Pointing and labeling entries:
* * * *

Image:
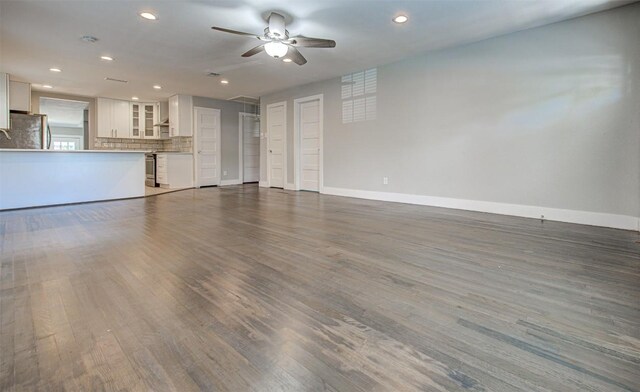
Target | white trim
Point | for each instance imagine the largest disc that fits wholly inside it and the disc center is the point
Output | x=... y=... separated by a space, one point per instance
x=284 y=144
x=196 y=171
x=235 y=181
x=296 y=139
x=554 y=214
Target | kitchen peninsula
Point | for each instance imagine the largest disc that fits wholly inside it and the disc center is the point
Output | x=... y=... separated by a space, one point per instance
x=32 y=178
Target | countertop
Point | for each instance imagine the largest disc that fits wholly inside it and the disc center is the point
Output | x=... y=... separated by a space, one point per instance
x=74 y=151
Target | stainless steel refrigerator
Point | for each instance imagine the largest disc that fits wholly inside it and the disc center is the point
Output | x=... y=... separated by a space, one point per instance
x=26 y=131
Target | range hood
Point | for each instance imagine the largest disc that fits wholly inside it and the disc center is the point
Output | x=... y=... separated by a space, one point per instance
x=164 y=123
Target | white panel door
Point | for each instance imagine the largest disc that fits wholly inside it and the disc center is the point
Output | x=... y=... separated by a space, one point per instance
x=251 y=149
x=276 y=133
x=310 y=146
x=207 y=128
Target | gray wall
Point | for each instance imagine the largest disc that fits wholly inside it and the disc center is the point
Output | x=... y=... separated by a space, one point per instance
x=546 y=117
x=229 y=122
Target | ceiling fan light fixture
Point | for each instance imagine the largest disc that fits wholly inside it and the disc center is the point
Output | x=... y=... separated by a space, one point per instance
x=276 y=49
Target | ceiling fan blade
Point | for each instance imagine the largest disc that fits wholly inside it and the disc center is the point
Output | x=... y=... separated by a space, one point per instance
x=296 y=56
x=234 y=32
x=308 y=42
x=253 y=51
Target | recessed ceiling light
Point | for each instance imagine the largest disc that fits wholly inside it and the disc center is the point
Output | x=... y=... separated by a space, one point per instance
x=89 y=38
x=401 y=19
x=148 y=15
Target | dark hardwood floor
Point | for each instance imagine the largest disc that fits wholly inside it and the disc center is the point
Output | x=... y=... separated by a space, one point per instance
x=242 y=289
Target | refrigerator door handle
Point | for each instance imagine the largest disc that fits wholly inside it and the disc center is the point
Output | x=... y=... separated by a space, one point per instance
x=49 y=137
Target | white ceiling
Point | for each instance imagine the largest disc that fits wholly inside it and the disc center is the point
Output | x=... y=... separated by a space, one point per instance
x=63 y=113
x=177 y=50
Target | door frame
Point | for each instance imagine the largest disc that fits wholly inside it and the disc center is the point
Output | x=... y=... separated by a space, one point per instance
x=284 y=145
x=297 y=156
x=241 y=117
x=196 y=171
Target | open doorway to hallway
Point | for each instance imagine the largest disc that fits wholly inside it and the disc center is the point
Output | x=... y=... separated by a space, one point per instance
x=68 y=121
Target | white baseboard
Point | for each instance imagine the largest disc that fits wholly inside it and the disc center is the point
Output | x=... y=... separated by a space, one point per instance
x=230 y=182
x=554 y=214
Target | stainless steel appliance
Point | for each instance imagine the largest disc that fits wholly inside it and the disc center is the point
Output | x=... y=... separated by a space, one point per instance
x=26 y=131
x=150 y=170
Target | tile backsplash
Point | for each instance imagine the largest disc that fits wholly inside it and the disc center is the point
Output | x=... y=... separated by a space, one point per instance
x=181 y=144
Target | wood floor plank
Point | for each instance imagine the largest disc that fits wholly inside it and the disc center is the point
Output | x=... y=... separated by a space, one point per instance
x=249 y=289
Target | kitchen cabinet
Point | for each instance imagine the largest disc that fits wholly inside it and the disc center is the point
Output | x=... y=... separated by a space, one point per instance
x=180 y=115
x=20 y=96
x=143 y=118
x=4 y=100
x=174 y=170
x=114 y=118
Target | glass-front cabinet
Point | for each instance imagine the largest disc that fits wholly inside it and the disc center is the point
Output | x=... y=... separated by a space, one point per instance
x=143 y=118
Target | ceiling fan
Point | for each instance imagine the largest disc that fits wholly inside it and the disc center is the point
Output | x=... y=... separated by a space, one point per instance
x=277 y=42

* * * *

Task description:
Rewrite all of the entries above with "disc" changed to "circle" and everything else left as it is. Omit the pictures from your version.

Result below:
Image:
Target | white trim
Point | for each instance imagine the largest circle that fits wholly inside it and the circle center is the point
Output | x=... y=... separated by a space, one point per instance
x=284 y=144
x=196 y=171
x=235 y=181
x=296 y=139
x=554 y=214
Target | kitchen peninsula
Point | for each instance imagine the largest circle that fits wholly inside it and the circle center is the point
Output | x=... y=... separated by a space, one point per instance
x=32 y=178
Target | countertop
Point | for each instance imagine the largest circle that fits wholly inside it and the circle center is the point
Output | x=... y=... separated by a space, one point per instance
x=74 y=151
Target | stainless steel refrigerator
Point | for each instance imagine the largest circle that fits wholly inside it and the circle center is the point
Output | x=... y=... separated by a space, one point per instance
x=26 y=131
Target | range hood
Point | for each instance imagine the largest circle that fits wholly inside it and the circle center is the point
Output | x=... y=... separated by a space, one point per instance
x=164 y=123
Target | white panel door
Point | for each instance imagine the largest circle that fits wholly inside it and the circle center is the point
Output | x=... y=... separated by a space, one point per instance
x=251 y=149
x=276 y=133
x=310 y=146
x=207 y=128
Target | gray wall
Point | for each instance imagine the largest circle that fits wholly inside it and the circle center is the point
Output | x=... y=... separated by a space, one point per instance
x=546 y=117
x=229 y=122
Target | ceiling fan light fixture
Point | for each instance imagine the largest circle that fits wholly inside it and the circle center is the point
Output | x=... y=... separated by a space, one point per instance
x=276 y=49
Target | ceiling fan blade
Point | for each instance imagine the largest circle that fits wholly inside it and the circle center is the point
Output | x=... y=... separated by a space, one point per instance
x=296 y=56
x=234 y=32
x=308 y=42
x=253 y=51
Target | recessed ceiling light
Point | for each instance imagine the largest circle that fits wholly inside it and the circle center is the point
Output | x=... y=... separated by a space, one point per instance
x=89 y=38
x=401 y=19
x=148 y=15
Target | dark hardwood floor
Point | for each instance imagine the largest circle that fits wholly inside it and the circle center is the point
Output | x=... y=... separated by a space, one point per instance
x=242 y=289
Target | refrigerator door handle
Point | for each instance imagine the largest circle that fits wholly inside it and the circle center is the point
Output | x=... y=... separated by a space, one point per instance
x=49 y=137
Target | white ceiling
Point | for each instance imagine the largest circle that fits wholly inside it and the circle center is the point
Output | x=... y=... separated by a space, one point per instance
x=63 y=113
x=177 y=50
Target | door frame
Point | for each instance imagine the largest circle that fits wholly inside it and the circle center is the point
Output | x=... y=... separated by a space, one point per instance
x=284 y=145
x=297 y=156
x=241 y=117
x=196 y=171
Target | open doorway to hallway
Point | for each instance imagine the largest circle that fits wholly inside it and the circle center is the point
Output | x=... y=... separated by a space, one point per instance
x=68 y=121
Target | white baseboard
Point | for each instance imagine the largest circle that fits wholly inside it and the circle center is the point
Output | x=... y=... separated by a space, one point per instance
x=230 y=182
x=554 y=214
Target | stainless steel appliance
Point | for each instance imagine the largest circle that fits wholly inside it and the circle center is the point
Output | x=... y=... separated by a space, one point per instance
x=26 y=131
x=150 y=170
Target | tile backsplash
Point | for each instance imagine the largest circle that fits wholly inside it and the circle center is the point
Output | x=... y=... separated by a space, one point per instance
x=181 y=144
Target | wood floor plank
Point | for each instance imagine the largest circle that fits wholly inside it and the circle center is the point
Output | x=... y=... separated by a space, one point per instance
x=249 y=289
Target | kitchen cabinet
Point | for each instance imagine the largest circle that fits wholly inside it and the circle center is the point
Output | x=... y=... separated by a space, one point per instance
x=180 y=115
x=20 y=96
x=143 y=118
x=4 y=100
x=174 y=170
x=114 y=118
Target | glass-front cabinet
Point | for each instance imagine the largest circle that fits wholly inside it and the circle center is the point
Output | x=... y=... separated by a space, one point per instance
x=143 y=118
Target | ceiling fan
Point | for each instance imagine the largest circle that fits wholly inside it and the circle center is the point
Output | x=... y=... separated by a space, one point per instance
x=277 y=42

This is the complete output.